# Work to be completed
Hunt through the lines below for the string "instance" and copy each one that has it.

# The records

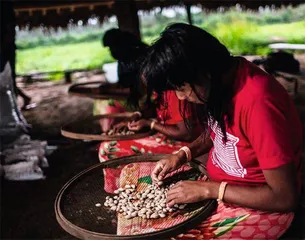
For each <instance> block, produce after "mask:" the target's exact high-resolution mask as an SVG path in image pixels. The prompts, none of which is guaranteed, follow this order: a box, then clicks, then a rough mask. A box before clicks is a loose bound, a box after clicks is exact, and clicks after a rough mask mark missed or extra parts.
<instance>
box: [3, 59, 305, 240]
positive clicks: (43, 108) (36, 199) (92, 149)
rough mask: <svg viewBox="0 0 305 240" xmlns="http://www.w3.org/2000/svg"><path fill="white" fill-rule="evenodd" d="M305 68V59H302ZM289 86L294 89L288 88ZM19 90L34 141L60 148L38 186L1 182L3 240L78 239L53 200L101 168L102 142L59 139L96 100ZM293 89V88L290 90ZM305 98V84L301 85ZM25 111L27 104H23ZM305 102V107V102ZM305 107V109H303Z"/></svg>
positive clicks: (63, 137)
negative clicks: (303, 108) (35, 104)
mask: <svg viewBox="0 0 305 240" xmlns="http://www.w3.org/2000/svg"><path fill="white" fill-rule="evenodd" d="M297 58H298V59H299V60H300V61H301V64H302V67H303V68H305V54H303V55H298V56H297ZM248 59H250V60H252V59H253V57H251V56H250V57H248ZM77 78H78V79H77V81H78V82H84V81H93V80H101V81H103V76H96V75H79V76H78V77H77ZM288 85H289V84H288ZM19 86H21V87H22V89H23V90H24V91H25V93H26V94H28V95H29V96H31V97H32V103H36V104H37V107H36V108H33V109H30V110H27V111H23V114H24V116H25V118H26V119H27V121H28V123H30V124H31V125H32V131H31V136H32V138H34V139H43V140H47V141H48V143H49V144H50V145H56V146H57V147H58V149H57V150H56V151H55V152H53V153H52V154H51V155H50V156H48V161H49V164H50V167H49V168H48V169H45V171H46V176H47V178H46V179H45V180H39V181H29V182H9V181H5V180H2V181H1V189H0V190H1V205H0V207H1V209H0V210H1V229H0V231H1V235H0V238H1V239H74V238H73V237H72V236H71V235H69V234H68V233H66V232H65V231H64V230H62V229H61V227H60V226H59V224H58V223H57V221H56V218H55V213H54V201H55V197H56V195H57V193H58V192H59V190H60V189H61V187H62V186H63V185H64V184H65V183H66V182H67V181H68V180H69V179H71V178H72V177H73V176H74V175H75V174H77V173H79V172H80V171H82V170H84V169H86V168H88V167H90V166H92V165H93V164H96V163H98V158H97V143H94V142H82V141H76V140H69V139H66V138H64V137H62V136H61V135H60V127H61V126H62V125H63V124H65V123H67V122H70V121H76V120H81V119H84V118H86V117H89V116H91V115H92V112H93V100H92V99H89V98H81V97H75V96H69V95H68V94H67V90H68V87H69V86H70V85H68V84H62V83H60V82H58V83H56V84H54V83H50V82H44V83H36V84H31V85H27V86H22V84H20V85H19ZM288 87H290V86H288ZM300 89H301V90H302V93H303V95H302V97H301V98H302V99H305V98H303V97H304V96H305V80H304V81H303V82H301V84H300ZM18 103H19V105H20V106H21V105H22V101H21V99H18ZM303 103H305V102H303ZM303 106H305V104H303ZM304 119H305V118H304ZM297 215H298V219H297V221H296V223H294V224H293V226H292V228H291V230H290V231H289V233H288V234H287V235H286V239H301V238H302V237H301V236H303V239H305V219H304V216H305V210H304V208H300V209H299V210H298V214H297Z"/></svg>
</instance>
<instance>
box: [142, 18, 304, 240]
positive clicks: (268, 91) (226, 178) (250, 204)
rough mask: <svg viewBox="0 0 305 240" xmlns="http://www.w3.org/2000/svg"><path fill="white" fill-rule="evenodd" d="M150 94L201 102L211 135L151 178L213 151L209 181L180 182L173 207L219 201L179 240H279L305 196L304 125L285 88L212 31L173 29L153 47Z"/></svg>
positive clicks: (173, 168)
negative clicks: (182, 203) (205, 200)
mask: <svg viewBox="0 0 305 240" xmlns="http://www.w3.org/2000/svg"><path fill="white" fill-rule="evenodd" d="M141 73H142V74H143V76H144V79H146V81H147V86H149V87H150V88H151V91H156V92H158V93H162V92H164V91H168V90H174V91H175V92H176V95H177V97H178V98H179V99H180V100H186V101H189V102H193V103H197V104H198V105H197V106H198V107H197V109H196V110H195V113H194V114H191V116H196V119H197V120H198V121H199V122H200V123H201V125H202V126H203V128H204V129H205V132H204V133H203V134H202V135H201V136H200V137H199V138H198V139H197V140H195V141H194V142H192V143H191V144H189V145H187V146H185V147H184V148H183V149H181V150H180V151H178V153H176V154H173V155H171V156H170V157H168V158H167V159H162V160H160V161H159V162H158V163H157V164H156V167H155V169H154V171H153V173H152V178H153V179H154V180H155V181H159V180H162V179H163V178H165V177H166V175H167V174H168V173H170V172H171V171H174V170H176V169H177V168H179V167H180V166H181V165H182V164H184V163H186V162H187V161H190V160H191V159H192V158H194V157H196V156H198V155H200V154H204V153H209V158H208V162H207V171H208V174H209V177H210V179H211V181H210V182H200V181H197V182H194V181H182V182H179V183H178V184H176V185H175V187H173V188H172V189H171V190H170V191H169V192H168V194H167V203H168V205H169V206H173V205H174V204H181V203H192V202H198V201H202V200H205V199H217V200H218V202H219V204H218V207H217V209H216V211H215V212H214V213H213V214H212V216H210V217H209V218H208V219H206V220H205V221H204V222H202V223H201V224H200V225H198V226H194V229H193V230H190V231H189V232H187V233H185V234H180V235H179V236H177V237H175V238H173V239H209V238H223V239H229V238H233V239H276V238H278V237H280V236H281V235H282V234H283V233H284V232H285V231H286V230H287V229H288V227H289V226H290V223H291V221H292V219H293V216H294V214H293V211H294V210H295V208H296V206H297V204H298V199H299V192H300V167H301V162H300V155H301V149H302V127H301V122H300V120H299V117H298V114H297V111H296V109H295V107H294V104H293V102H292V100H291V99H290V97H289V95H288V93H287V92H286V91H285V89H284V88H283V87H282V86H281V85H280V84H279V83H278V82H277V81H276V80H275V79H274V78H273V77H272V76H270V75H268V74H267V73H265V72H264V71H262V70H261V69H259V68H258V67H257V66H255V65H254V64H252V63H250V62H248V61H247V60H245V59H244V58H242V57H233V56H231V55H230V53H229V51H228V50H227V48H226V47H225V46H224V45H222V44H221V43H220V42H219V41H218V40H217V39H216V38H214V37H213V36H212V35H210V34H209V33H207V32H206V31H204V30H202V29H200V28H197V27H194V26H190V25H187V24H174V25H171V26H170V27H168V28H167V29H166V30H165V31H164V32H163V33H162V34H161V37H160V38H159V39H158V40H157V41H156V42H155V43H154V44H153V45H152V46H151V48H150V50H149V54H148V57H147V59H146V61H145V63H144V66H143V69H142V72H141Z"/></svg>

# Answer for the task
For each <instance> block, produce after "mask:" the target's exact high-resolution mask as an SVG path in image pixels. The prompts, none of which is guaranteed, follow this order: a box, then clicks, then a rough mask. A box before clicks is a loose bound, a box after clicks is exact, and clicks after a rough mask mark missed or extra parts.
<instance>
</instance>
<instance>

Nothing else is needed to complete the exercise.